■ Passage shown:
[Start of Attachment]

Sen. Tim , D-S.D., was reported to be in critical condition early today after undergoing emergency surgery, placing Democratic control of the U.S. Senate next year into question. His grave illness raises anew questions as to which party will have the upper hand as Congress deals with such critical industry issues as extension of the Terrorism Risk Insurance Act after 2007, the optional federal charter, and removal of the ban on the government-established rates for the prescription drug benefit program under Medicare.

Sen. Chris Dodd, D-Conn., chairman-designate of the Senate Banking Committee, has already indicated he would support making TRIA permanent. And, Democrats in general have promised to get the government more involved in the operation of the prescription drug program under Medicare, which has effectively been delegated by the Bush administration to health insurers.

Sen. underwent emergency brain surgery overnight after falling ill at the Capitol and was in critical condition early this morning, according to The Washington Post.

His illness brings into question control of the Senate in the next Congress because Democrats have only a one-vote majority in the Senate; if he is incapacitated or otherwise unable to serve, a successor would be chosen by the Republican governor of South Dakota, insurance agent Michael Rounds.

That would create a 50-50 tie, giving Vice President Dick Cheney the authority to potentially keep Republicans in control of the Senate.

Johnson, 59, was taken to George Washington University Hospital at noon yesterday afternoon, shortly after becoming disoriented during a conference call with news reporters. He underwent “a comprehensive evaluation by the stroke team,” his office said. Aides later said he had not suffered a stroke or heart attack.

Nursing supervisor Quinn Collins told The Washington Post early today that the senator was out of surgery and in critical condition. Hospital officials and Johnson aides offered no further comment or details; a more complete statement was expected later this morning.

Sen. Johnson was co-author of legislation introduced in the last Congress that sought to create an optional federal charter for insurers, and he has indicated to the industry that he would reintroduce such legislation in the new 110th Congress.

[End of Attachment]

■ Excerpted data:
[Start of Attachment]

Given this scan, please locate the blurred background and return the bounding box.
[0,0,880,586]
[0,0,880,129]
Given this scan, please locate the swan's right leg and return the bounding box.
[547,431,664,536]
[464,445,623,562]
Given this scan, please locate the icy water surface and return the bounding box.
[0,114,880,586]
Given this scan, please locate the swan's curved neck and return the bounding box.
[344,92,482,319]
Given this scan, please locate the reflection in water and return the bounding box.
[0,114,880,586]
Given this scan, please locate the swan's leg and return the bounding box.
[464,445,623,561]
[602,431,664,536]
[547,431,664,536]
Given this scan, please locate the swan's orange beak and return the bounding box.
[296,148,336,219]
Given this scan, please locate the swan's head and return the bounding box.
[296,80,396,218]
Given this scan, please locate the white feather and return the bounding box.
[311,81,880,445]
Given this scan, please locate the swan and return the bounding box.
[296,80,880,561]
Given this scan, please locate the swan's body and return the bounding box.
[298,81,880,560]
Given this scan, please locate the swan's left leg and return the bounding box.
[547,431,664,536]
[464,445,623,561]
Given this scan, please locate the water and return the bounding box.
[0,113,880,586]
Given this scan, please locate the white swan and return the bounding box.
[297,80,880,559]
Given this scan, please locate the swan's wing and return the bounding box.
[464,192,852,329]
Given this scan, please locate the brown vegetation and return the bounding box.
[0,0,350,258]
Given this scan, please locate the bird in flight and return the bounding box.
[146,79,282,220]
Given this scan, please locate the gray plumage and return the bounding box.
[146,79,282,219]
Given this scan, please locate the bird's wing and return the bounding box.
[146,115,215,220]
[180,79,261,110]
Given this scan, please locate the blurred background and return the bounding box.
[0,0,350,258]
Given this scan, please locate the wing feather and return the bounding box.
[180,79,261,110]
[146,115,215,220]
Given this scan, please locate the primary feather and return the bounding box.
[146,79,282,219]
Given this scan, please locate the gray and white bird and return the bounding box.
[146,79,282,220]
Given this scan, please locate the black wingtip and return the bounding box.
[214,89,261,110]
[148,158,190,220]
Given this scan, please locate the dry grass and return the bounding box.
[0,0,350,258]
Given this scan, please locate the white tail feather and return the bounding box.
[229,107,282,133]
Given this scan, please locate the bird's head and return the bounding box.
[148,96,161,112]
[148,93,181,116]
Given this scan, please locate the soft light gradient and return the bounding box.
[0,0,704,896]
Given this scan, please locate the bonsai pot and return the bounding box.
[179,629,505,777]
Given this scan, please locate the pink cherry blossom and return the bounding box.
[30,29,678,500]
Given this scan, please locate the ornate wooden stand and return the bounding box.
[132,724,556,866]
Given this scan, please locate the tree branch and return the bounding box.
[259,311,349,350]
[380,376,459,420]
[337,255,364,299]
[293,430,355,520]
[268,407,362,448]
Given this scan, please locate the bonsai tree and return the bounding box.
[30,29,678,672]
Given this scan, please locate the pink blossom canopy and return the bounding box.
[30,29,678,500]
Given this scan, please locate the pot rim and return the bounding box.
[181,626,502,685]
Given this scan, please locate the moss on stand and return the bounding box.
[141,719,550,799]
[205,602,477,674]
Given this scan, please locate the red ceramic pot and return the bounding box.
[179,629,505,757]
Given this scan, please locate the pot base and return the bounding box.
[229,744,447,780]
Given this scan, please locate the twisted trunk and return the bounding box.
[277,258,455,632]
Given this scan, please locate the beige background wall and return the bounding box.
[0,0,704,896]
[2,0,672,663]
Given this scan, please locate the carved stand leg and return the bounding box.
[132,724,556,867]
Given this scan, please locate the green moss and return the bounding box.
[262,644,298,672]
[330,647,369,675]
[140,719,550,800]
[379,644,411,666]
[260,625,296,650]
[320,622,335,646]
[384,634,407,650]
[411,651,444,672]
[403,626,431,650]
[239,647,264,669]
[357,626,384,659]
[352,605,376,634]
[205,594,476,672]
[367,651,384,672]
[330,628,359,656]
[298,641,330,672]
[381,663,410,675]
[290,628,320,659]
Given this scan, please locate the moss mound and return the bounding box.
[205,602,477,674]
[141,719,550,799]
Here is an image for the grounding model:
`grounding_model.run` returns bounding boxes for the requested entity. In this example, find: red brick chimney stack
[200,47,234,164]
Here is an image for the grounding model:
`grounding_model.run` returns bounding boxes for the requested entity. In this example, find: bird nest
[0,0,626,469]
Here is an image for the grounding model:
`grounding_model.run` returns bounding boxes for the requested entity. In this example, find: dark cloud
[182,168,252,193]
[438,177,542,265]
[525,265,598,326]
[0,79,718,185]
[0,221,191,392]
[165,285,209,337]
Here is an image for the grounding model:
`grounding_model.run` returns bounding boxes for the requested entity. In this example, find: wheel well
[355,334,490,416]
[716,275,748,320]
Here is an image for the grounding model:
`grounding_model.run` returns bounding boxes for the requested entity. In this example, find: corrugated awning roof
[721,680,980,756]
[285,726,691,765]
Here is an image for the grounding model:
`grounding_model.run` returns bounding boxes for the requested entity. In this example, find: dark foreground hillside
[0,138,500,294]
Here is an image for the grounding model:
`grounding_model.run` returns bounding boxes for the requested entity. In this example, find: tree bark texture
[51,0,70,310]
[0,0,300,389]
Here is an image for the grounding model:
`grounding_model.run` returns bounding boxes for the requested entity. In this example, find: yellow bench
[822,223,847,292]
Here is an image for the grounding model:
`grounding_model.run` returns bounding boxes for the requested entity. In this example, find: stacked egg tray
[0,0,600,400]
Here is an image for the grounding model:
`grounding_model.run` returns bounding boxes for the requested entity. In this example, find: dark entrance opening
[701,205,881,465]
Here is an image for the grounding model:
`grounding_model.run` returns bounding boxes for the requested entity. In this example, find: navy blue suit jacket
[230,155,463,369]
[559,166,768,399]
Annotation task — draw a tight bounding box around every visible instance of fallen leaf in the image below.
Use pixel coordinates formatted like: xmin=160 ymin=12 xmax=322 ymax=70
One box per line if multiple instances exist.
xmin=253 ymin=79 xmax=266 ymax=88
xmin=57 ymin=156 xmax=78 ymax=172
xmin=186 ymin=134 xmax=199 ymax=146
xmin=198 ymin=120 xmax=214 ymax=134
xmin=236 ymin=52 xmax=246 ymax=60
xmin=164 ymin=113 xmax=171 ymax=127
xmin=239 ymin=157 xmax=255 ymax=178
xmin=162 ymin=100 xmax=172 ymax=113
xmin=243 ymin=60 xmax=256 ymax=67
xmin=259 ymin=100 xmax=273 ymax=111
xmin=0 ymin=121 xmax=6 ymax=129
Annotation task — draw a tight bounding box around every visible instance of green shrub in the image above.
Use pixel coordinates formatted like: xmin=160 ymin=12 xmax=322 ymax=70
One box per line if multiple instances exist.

[End of Attachment]

■ Problems to work on:
1. In the article about the senator's emergency surgery, to which hospital was Johnson taken?
2. Write the next paragraph of the article about the senator's emergency surgery, picking up after its final sentence.

■ Answers by item:
1. George Washington University Hospital.

2.
Gov. Rounds, however, while publicly stating he is not a candidate, is being pushed by the Independent Insurance Agents and Brokers of America, amongst others, to challenge Sen. Johnson for re-election in 2008, presumably because he would not support an OFC, which the IIABA opposes.

Gov. Rounds also opposed the Council of Insurance Agents and Brokers’ legal efforts to break countersignature laws, testifying in federal court against the CIAB legal initiative last year. The state’s countersignature law was later ruled by a judge to be unconstitutional.

Sen. Johnson was expected to head the Senate Banking Committee’s key financial institutions subcommittee, succeeding Robert Bennett, R-Utah. This is the banking panel committee that deals with all regulatory, accounting and legal issues involving financial institutions.

His inability to serve or resignation would probably result in Sen. Richard Shelby, R-Ala., who opposes an extension of TRIA, remaining in control of the panel.

But that remains unclear.

In an analysis late yesterday of the implication of a 50-50 tie, Joe Lieber of Washington Analysis said more than Vice President Cheney’s ability to break ties is the real difference in the make-up of the Senate under a 50-50 scenario. It would be “in how committees are structured and the impact that might have on moving legislation–it obviously would be more difficult,” Lieber said.

Citing the last time it occurred, in 2001, Mr. Lieber said that Sen. Trent Lott, R-Miss., was named majority leader because a Republican was vice president at the time, giving the GOP nominal control; Republicans maintained their status as chairmen of the committees; an equal number of Republicans and Democrats were represented on all committees; and committee budgets for both the majority and minority were equally divided.

Also, the agreement gave power to the majority or minority leader to discharge legislation or nominations that had not been reported out of committee because of tie votes; motions to cut off debate on any amendable item were prohibited during the first 12 hours of consideration, thus making it easier, according to Mr. Lieber, to filibuster legislation or eat up valuable time.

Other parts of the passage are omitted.